### Short exercise
Tally the lines in the records below that contain the string "building", treating case as significant. Give only the number.

### Dataset items
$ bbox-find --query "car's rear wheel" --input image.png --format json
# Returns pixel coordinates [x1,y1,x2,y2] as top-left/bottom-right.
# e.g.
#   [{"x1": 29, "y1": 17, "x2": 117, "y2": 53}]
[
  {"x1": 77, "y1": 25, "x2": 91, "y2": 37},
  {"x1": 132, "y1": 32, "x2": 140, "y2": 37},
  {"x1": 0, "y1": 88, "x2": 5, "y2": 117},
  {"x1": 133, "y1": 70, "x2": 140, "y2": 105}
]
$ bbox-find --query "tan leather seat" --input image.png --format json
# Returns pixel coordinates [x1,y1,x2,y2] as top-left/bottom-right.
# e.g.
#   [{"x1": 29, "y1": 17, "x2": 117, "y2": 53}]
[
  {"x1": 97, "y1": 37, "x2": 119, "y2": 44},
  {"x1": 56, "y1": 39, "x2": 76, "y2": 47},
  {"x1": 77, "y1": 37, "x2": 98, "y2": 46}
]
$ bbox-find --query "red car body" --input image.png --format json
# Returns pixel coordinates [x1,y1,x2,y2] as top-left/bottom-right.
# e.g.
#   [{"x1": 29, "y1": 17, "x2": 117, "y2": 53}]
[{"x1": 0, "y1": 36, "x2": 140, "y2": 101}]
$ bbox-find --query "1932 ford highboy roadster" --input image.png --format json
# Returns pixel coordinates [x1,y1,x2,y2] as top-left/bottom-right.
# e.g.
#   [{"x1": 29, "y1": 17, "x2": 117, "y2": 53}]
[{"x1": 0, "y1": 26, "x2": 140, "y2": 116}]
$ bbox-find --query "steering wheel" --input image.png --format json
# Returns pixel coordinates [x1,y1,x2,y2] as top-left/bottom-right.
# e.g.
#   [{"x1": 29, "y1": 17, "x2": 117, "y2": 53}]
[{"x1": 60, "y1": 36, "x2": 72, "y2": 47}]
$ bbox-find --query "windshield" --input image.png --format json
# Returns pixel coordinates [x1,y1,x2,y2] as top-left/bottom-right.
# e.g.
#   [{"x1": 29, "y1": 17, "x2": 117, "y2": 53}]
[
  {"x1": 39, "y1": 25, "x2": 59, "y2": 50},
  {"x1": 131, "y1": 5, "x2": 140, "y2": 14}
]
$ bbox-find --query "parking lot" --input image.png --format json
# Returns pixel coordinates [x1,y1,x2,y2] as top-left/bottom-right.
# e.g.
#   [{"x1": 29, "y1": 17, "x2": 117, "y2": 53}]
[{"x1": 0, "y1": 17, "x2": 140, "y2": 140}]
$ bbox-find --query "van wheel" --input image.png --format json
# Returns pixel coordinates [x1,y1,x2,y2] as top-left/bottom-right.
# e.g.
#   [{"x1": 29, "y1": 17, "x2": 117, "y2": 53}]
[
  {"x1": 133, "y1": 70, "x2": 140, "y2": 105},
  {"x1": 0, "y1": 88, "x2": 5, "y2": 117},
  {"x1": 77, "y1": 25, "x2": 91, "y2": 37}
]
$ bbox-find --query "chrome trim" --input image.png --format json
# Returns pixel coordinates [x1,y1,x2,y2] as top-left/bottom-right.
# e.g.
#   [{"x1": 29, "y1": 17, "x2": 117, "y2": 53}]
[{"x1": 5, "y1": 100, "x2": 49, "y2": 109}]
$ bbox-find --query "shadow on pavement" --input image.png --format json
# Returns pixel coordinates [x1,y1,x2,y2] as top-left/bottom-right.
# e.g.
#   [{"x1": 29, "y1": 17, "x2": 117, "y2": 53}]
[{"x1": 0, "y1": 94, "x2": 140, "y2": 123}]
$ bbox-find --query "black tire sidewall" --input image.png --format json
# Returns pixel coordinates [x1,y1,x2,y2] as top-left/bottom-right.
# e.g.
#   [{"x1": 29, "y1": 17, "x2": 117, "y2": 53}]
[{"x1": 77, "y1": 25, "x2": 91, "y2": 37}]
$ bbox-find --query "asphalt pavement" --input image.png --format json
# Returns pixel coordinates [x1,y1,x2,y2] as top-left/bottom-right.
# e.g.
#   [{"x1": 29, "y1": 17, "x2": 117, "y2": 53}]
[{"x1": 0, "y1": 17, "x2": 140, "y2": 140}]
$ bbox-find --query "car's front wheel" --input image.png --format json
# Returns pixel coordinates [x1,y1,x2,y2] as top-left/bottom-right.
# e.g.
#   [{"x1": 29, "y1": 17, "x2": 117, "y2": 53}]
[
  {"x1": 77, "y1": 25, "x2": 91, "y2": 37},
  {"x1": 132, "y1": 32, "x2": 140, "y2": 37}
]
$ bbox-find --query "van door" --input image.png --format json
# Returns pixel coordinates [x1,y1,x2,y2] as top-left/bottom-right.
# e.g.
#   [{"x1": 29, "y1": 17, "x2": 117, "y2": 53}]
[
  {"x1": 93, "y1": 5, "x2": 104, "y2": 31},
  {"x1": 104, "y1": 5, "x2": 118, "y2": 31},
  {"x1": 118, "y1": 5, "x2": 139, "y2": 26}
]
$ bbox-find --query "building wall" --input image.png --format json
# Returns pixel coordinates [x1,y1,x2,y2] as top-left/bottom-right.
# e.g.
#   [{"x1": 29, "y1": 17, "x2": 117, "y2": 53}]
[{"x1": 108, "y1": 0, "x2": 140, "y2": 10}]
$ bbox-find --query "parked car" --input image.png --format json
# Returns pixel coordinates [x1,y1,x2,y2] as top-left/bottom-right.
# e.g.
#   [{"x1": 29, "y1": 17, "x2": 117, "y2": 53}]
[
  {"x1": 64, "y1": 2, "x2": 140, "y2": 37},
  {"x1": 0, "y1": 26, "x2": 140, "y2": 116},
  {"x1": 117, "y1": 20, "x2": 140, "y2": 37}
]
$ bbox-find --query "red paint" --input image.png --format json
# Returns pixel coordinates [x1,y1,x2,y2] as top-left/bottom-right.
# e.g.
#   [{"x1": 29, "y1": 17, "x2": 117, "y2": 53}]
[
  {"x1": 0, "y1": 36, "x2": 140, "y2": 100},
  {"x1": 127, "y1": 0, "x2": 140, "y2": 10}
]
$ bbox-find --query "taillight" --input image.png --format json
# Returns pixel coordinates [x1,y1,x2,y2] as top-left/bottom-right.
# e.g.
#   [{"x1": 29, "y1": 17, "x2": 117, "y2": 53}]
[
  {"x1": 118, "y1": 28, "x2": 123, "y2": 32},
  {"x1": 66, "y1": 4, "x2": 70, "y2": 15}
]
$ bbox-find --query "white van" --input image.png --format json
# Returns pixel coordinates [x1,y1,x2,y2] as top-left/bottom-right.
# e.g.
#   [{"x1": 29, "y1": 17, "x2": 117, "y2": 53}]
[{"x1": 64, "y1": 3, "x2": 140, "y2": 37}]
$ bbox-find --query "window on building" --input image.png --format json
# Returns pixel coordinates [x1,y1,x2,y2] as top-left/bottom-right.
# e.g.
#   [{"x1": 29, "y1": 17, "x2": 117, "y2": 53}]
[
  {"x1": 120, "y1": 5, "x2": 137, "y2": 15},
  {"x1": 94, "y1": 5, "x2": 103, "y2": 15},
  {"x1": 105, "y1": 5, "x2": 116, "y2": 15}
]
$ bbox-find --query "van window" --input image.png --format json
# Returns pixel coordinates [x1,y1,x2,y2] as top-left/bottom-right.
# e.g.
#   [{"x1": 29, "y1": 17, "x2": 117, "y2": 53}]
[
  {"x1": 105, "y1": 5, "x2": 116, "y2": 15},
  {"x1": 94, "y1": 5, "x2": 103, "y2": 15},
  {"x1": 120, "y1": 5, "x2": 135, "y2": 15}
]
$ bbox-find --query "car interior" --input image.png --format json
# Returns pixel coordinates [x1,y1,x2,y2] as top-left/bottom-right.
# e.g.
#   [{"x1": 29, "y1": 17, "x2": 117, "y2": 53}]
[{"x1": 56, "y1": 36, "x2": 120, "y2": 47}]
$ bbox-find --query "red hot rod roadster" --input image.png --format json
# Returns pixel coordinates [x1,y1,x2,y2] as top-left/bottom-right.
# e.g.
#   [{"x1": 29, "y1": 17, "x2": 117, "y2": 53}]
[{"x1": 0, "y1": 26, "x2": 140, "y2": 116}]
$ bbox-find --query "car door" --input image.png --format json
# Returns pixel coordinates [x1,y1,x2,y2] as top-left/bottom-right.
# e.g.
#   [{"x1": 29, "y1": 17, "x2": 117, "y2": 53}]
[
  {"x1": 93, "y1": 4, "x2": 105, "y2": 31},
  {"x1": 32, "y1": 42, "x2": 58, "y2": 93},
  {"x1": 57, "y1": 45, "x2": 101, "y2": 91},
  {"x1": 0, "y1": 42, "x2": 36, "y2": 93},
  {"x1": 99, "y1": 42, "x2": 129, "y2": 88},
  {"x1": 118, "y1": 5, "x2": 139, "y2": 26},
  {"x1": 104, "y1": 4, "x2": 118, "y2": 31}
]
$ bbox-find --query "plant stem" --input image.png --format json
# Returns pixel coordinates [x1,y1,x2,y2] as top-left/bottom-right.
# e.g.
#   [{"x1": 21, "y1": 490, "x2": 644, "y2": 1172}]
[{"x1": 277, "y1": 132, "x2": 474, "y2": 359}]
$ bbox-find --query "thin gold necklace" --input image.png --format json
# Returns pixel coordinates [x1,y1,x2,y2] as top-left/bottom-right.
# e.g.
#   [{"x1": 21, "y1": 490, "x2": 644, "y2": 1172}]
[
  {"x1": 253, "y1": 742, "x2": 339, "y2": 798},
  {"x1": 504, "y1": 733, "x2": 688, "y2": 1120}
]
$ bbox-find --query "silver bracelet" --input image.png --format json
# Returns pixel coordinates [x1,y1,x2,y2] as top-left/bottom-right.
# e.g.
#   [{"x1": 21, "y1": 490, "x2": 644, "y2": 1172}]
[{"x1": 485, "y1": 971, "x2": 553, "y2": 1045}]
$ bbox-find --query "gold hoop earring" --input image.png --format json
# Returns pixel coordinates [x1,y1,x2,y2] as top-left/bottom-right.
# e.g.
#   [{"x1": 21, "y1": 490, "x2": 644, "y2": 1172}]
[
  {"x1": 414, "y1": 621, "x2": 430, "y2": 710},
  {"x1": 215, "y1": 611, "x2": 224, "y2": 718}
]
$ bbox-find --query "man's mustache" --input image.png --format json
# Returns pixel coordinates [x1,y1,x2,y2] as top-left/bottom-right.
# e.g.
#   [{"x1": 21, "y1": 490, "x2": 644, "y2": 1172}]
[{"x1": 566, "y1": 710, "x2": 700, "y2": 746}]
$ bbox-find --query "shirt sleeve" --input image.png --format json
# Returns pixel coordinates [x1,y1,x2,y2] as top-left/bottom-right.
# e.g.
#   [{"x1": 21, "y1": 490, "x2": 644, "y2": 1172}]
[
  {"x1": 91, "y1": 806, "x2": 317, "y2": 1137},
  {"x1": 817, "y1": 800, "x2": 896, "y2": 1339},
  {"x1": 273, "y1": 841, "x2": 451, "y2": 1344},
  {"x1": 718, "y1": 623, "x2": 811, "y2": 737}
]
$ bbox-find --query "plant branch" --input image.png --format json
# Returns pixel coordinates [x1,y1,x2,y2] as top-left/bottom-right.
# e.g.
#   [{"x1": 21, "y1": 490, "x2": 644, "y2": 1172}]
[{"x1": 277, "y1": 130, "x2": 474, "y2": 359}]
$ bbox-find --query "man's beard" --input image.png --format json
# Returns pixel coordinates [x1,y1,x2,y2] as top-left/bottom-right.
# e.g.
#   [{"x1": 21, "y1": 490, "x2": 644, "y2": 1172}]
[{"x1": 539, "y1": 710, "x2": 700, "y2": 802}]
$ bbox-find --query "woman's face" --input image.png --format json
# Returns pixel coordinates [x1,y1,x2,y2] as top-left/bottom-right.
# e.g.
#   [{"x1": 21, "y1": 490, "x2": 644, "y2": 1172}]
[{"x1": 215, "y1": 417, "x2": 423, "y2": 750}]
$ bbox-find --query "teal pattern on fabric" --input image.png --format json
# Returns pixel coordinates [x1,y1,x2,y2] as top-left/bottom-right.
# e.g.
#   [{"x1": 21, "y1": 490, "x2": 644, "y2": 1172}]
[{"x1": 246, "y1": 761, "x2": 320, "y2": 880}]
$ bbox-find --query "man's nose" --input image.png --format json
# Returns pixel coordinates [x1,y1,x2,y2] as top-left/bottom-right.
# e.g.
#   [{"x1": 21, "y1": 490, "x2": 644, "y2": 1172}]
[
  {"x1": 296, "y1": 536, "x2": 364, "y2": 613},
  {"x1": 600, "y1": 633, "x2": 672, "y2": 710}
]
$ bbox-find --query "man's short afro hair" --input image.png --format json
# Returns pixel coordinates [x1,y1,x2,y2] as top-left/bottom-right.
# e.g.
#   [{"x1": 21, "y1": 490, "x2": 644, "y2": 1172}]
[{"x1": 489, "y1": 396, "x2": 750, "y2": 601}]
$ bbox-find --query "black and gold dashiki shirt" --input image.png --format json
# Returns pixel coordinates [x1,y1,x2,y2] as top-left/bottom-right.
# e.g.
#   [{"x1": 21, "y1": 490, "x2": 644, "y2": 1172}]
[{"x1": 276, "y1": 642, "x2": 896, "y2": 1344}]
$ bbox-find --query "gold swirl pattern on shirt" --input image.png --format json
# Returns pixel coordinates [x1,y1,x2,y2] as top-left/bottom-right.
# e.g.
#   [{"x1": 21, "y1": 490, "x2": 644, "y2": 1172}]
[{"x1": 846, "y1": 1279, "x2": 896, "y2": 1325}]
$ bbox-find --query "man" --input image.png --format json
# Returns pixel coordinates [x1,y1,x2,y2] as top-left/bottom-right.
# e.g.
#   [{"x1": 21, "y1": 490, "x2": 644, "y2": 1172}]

### Answer below
2